## Excerpt
In the business of investing, seeing others getting rich quickly taps into our primal instinct that we might be missing out on something (but didn’t the Bible say not to covet your neighbors’ goods?). When multiple twenty-something college dropouts become millionaires overnight because they invested in some hip new ideas, you should probably question it a little more. This isn’t to say some of these enterprising youngsters haven’t merited the rewards (as many certainly have), but let’s not automatically place our unconditional faith in what they spout out, either.

Instead of “What am I missing?” ask: “What are investors not paying attention to that could get them in trouble?”

Bubbles self-perpetuate themselves as people see riches made easily, which becomes a magnet that attracts even more people onto the dogpile. It is usually about that time when things turn south…and they can turn south quickly! Let’s just put it this way, when celebrities start private equity funds or host seminars to invest in a certain asset class, it’s probably closer to the end of the run than the beginning (no offense to our favorite athletes and popstars out there).

What the wise man does in the beginning, the fool does in the end.

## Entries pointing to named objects
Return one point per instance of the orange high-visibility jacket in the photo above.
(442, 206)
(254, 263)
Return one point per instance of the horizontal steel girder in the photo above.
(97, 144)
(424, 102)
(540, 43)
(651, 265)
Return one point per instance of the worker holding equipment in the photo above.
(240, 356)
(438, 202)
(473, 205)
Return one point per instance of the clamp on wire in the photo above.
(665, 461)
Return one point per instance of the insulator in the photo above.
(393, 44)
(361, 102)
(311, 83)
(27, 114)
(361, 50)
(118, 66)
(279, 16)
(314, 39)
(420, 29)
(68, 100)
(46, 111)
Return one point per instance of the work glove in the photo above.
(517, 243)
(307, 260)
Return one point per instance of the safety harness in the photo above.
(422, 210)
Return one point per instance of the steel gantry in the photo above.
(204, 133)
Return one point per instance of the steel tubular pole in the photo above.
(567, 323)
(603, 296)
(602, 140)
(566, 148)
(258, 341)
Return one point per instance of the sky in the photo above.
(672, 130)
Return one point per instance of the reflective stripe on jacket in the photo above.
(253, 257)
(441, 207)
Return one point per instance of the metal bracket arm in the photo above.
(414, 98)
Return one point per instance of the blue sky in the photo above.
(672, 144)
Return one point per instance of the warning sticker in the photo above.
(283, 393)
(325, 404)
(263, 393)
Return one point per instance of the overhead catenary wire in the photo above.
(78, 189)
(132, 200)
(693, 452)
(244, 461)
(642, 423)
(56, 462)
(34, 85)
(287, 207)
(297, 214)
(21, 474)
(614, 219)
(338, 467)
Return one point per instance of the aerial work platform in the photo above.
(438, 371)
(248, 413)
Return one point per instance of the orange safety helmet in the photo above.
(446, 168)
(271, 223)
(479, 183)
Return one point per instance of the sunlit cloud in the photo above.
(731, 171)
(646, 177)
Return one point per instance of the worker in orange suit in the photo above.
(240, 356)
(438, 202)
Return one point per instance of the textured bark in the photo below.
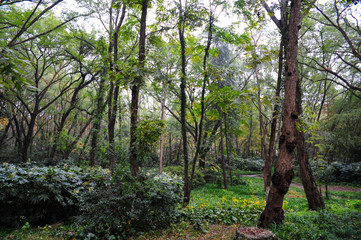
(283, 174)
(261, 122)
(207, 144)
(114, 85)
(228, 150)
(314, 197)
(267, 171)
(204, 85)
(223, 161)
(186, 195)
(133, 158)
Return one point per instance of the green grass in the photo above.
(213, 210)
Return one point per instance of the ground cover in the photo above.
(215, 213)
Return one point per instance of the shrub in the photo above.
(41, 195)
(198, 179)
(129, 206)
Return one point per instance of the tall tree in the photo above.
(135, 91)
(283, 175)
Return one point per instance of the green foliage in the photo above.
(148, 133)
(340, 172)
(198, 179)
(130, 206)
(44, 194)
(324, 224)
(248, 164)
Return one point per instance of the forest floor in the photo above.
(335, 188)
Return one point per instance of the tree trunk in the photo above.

==

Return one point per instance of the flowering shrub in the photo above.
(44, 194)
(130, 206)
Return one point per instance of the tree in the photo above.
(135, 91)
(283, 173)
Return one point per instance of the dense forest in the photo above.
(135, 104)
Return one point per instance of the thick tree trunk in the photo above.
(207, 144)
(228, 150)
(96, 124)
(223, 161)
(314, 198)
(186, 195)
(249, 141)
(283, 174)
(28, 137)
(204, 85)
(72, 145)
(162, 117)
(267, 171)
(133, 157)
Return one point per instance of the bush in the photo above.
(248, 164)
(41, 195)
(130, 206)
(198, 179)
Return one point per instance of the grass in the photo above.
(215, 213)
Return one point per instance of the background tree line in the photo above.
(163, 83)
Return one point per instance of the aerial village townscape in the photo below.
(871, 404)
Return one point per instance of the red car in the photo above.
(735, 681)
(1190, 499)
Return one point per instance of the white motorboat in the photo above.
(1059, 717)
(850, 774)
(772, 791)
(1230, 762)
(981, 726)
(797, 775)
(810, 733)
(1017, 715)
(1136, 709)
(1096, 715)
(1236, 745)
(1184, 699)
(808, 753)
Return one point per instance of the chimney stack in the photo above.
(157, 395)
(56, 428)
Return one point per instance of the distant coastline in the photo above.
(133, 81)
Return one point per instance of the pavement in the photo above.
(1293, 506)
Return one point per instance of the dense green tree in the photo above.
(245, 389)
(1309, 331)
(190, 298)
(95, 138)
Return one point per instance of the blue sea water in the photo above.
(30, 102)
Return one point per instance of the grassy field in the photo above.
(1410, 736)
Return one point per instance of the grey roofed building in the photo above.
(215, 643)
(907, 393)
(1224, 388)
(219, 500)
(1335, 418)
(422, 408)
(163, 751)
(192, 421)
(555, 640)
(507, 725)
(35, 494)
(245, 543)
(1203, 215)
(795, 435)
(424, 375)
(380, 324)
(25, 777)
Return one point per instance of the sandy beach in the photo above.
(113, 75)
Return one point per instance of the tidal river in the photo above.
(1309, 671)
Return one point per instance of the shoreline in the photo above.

## To do
A) According to the investing excerpt, what question should you ask instead of "What am I missing?"
B) Please reproduce the investing excerpt word for word between "Bubbles self-perpetuate themselves" and "in the end.", inclusive.
These lines have nothing to do with the investing excerpt.

## List of solutions
A) "What are investors not paying attention to that could get them in trouble?"

B)
Bubbles self-perpetuate themselves as people see riches made easily, which becomes a magnet that attracts even more people onto the dogpile. It is usually about that time when things turn south…and they can turn south quickly! Let’s just put it this way, when celebrities start private equity funds or host seminars to invest in a certain asset class, it’s probably closer to the end of the run than the beginning (no offense to our favorite athletes and popstars out there).

What the wise man does in the beginning, the fool does in the end.